++++ Supplied data ++++

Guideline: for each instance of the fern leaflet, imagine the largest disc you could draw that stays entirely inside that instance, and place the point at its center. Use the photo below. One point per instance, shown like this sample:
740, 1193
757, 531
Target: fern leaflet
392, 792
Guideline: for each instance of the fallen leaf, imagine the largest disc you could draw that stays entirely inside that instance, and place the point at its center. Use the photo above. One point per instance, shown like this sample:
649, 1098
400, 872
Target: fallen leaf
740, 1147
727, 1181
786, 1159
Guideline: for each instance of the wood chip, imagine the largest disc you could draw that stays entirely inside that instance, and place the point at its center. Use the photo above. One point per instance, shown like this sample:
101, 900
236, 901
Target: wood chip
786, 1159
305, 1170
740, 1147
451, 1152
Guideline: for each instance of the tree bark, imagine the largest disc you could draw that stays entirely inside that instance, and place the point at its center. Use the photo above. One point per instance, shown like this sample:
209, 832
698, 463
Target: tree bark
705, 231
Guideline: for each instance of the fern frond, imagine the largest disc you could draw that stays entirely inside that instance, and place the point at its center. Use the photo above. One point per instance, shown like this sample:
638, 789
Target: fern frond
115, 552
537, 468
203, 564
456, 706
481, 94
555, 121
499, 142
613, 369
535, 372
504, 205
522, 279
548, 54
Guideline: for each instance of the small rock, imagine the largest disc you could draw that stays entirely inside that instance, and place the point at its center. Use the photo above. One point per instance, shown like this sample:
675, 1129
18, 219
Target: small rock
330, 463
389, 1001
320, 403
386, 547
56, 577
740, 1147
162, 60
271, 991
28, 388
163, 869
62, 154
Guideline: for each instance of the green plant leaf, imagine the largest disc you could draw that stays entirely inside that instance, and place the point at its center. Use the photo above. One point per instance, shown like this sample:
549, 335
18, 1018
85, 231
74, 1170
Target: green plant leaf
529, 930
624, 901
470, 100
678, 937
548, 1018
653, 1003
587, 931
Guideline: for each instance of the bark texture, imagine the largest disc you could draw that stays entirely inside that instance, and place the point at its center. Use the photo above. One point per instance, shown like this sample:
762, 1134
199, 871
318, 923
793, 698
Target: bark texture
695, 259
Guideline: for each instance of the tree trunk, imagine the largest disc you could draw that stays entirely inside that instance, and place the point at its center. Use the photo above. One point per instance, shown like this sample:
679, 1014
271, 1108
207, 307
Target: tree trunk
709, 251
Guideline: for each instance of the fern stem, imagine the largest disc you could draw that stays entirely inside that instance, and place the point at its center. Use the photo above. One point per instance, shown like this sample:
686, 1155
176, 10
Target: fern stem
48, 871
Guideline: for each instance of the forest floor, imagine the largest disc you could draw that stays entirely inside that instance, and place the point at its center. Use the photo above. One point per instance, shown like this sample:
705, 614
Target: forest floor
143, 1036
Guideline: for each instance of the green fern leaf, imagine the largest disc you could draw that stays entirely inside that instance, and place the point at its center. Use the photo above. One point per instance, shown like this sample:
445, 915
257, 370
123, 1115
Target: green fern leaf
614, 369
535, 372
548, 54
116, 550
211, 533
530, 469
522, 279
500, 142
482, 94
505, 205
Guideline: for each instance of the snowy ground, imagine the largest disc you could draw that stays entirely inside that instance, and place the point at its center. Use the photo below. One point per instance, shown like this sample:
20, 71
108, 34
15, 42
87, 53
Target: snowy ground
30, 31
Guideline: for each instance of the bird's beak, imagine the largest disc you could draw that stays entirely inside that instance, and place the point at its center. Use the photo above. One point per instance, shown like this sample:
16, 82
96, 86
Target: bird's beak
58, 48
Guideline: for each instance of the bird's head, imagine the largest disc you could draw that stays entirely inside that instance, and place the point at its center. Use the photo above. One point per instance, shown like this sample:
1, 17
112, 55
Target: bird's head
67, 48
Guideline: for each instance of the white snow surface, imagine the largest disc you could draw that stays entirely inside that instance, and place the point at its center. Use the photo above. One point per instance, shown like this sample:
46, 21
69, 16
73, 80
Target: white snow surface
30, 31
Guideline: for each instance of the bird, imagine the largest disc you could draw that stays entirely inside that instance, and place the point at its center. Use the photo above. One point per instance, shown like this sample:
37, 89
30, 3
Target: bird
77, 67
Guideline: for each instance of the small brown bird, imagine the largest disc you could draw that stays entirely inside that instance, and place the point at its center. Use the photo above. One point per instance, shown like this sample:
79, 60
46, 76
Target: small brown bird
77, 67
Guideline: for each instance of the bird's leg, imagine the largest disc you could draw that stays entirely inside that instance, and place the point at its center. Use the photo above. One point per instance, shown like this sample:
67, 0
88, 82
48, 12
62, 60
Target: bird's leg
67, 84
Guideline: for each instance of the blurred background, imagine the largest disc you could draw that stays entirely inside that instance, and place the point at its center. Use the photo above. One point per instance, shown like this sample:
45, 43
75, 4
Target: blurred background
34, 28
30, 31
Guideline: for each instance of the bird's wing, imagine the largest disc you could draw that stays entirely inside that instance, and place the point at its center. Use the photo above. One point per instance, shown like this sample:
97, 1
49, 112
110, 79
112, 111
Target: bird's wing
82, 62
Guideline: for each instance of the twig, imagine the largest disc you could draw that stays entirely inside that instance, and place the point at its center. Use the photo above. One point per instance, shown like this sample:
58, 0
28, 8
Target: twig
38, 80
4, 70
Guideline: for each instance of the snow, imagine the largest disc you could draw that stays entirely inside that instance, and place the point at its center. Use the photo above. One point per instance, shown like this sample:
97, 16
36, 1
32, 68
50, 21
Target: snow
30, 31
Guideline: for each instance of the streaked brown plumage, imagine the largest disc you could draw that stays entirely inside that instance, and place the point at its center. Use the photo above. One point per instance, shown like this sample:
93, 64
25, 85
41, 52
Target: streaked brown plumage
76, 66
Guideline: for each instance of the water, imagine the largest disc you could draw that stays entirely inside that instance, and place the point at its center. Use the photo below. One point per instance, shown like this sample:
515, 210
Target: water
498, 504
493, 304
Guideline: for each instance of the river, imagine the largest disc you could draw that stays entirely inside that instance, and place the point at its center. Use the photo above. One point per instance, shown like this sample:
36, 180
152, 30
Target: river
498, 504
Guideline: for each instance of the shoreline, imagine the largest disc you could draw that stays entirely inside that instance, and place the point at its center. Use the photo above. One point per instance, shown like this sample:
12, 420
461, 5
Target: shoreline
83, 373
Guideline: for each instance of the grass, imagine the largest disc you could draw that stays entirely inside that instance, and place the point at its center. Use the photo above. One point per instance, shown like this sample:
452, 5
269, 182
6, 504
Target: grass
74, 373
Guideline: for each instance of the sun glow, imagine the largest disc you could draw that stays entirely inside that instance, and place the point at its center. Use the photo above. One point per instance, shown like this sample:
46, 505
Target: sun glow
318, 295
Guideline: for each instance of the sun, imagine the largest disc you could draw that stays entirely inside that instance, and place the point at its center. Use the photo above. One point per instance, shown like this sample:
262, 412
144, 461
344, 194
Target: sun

++++

**Task to complete**. Write out every entry above exactly as given.

**Task output**.
Guideline: for each instance of the fern leaflet, imagine the largest disc you could draw that stays entirely inside that instance, and place the point at its center. Use the photo below. One point per instance, shown like this sample:
740, 1193
757, 531
Target: fern leaflet
392, 792
Guideline: for each instance of the fallen leaf, imagine the largest disc you could draw that stays entirely inside that instance, and place the point at its center. Use the photo above. One point per instance, shown like this sample:
649, 1098
400, 872
Target: fallen leaf
740, 1147
727, 1181
786, 1159
Guideline: for each instance of the wood chip, imagine the largest disc you could draw that stays entirely inside that instance, and place the point at its center. Use the photo above. One point per instance, shown like this sample:
101, 900
236, 901
Target: wood chip
786, 1159
305, 1170
740, 1147
451, 1152
Guideline: for each instance of the tree bark, imagine the largest disc you could draw that stays entirely inside that instance, and place the point at its center. Use the photo above. One point per instance, shown like this sample:
209, 832
698, 463
Target: tree bark
705, 231
Guideline: for each instance of the fern frond, imagine the largest disc you could draw that stays entirely inside that instance, and place the point at its center. Use the photo above. One point per instance, shown like this sample:
638, 789
Target: fern frond
115, 552
537, 468
203, 564
456, 706
481, 94
555, 121
499, 142
613, 369
535, 372
504, 205
522, 279
548, 54
Guideline: for each instance of the small rock, imagine the largest disc you could draw that stays entirely inside that instance, and place the point at its center. Use the photo above. One point per instance, shown like this sample:
675, 1129
18, 219
Target: small rock
330, 463
389, 1001
320, 403
386, 547
56, 577
740, 1147
162, 60
271, 991
28, 388
163, 869
62, 154
Guideline: for each instance of the green plant leaf, imagine the largest disc you could draw that stays entirely inside that instance, and place the point at its center. Use the photo above. One point per instance, shown like this sample:
549, 335
18, 1018
85, 231
74, 1170
Target: green plant leaf
529, 930
624, 901
470, 100
678, 937
548, 1018
653, 1003
587, 931
Guideline: for each instance of the bark texture, imagine the largest disc you could draw that stays entirely inside that instance, and place the point at its center. Use the photo above. One point per instance, shown like this sample:
762, 1134
199, 871
318, 923
793, 698
Target: bark texture
695, 259
Guideline: for each instance of the tree trunk, imagine the largest disc you could draw that stays entirely inside that instance, and place the point at its center. Use the photo above. One point per instance, shown like this sample:
679, 1014
271, 1108
207, 307
Target: tree trunk
709, 251
Guideline: for each instance of the fern stem, imagine the largest disc you could draw that stays entirely inside that instance, and place the point at its center. Use the photo above. One point per instance, shown like this sample:
686, 1155
176, 10
Target: fern stem
48, 871
Guideline: for each instance of the forest floor, imagine the largest disc you could draw that stays entirely inside that instance, and place the point at its center. Use the photo above. One point per instance, shown like this sample:
705, 614
Target: forest floor
143, 1036
Guideline: for each instance of the green fern leaf, imagine the largest disc you could draw that stays entirely inside that instance, and place the point at its center. Use the photo above. One point per instance, shown like this sample:
445, 915
257, 370
123, 1115
Target: green fern leaf
614, 369
535, 372
548, 54
116, 550
211, 533
530, 469
522, 279
500, 142
482, 94
505, 205
Guideline: for each instance of the snowy ground, imagine the largest disc you could draw that stays entirely inside that instance, and place the point at its center. Use the photo below. One point per instance, shown like this sample:
20, 71
108, 34
15, 42
87, 53
Target: snowy ground
30, 31
Guideline: for each instance of the bird's beak, imagine the largest disc you could draw that stays entirely inside that instance, and place the point at its center. Use the photo above. One point per instance, shown like this sample:
16, 82
96, 86
Target: bird's beak
58, 48
Guideline: for each instance of the bird's head, imagine the largest disc you could draw that stays entirely inside that instance, and place the point at its center. Use the photo above. One point per instance, shown like this sample:
1, 17
112, 55
Target: bird's head
67, 48
Guideline: for each instance of the white snow surface, imagine the largest disc you could draw that stays entirely inside that instance, and place the point at its center. Use the photo above. One point per instance, shown like this sample:
46, 21
69, 16
73, 80
Target: white snow surface
30, 31
Guideline: for each instance of the bird, imagine the largest disc you could draw that stays entirely inside that instance, and place the point at its center. Use the photo above. One point per instance, shown like this sample:
37, 89
30, 3
Target: bird
77, 67
Guideline: for each instance of the small brown bird, imagine the largest disc you could draw that stays entirely inside that instance, and place the point at its center. Use the photo above. One point per instance, shown like this sample:
79, 60
46, 76
Target: small brown bird
77, 67
Guideline: for each instance of the bird's leg, imagine the largest disc you could draw that stays entirely inside that instance, and place the point at its center. Use the photo above. One point per instance, shown like this sample:
67, 0
88, 82
48, 12
62, 60
Target: bird's leg
67, 84
Guideline: for each instance of the blurred background, imagine the largest disc you could draw that stays entirely inside that instance, and place the point at its center. Use the photo above. One point per instance, shown like this sample:
45, 43
75, 4
Target: blurred background
34, 28
30, 31
Guideline: for each instance of the bird's wing, imagine the largest disc you could draw that stays entirely inside that instance, and place the point at its center. Use the photo above. One point per instance, shown like this sample:
97, 1
49, 112
110, 79
112, 111
Target: bird's wing
82, 62
Guideline: for each instance of the twig, imagine the largest disc you could draw that stays entirely inside that instance, and place the point at its center. Use the photo above. One point per instance, shown like this sample:
58, 0
28, 8
Target: twig
38, 80
4, 70
Guideline: for each instance of the snow, imagine the largest disc you could draw that stays entirely inside that instance, and place the point at its center. Use the photo above. One point per instance, shown like this sample:
97, 16
36, 1
32, 68
50, 21
Target: snow
30, 31
Guideline: for each instance of the streaked brown plumage, imagine the largest disc you could draw that stays entirely inside that instance, and place the point at its center. Use the photo above. One point per instance, shown like this sample:
93, 64
25, 85
41, 52
Target: streaked brown plumage
76, 66
Guideline: for each instance of the water, imagine the largest disc you could draw that stays entirely inside that instance, and place the point at its center. Use the photo below. One point per instance, shown like this sample:
515, 210
Target: water
498, 504
493, 304
Guideline: for each instance of the river, imagine the largest disc you could draw that stays entirely inside that instance, and place the point at its center. Use the photo above. One point per instance, shown like this sample:
36, 180
152, 30
Target: river
498, 504
Guideline: for each instance of the shoreline, imagine the largest disc you could draw that stays entirely inside that instance, and place the point at its center. Use the photo above. One point per instance, shown like this sample:
12, 420
461, 5
Target: shoreline
83, 373
Guideline: for each instance of the grass, imagine the largest disc you could draw that stays entirely inside that instance, and place the point at its center. Use the photo above. One point per instance, shown like this sample:
452, 5
269, 182
6, 504
Target: grass
74, 373
Guideline: for each instance of the sun glow, imagine the largest disc you could draw that stays entirely inside that instance, and place the point at its center. Use the photo above. One point per instance, shown like this sample:
46, 505
Target: sun glow
318, 295
Guideline: for each instance of the sun, imagine the largest disc you could draw that stays entirely inside that instance, and place the point at its center. Use the photo above. One point per instance, shown like this sample:
262, 412
144, 461
344, 194
Target: sun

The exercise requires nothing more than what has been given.